■ WHAT THIS TASK INVOLVES
Return each line of the records below that contains the word "rocky". Case counts, so a different capitalization does not match.

■ TASK INPUT
--------------------
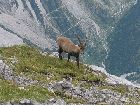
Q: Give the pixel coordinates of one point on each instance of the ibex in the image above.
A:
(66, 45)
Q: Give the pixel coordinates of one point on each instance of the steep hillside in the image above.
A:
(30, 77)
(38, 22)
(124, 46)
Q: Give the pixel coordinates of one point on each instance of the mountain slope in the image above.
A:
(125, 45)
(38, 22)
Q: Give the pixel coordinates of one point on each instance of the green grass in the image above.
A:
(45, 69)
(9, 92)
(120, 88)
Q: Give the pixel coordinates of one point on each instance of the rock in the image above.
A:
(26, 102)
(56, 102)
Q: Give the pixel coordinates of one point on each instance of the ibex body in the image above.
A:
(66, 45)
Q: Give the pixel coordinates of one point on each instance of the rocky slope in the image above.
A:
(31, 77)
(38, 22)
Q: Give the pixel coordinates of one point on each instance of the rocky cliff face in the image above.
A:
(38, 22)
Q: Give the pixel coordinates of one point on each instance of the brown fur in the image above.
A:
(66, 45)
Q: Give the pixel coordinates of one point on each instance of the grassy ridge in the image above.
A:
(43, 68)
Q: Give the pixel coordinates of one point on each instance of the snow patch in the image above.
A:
--------------------
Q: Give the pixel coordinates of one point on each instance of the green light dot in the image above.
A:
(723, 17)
--------------------
■ REPLY TO THE TASK
Q: Give the pixel coordinates of one point on each instance of the rocky slope in the image above.
Q: Give the pixel coordinates of one point on each instance of the rocky cliff face in the image above.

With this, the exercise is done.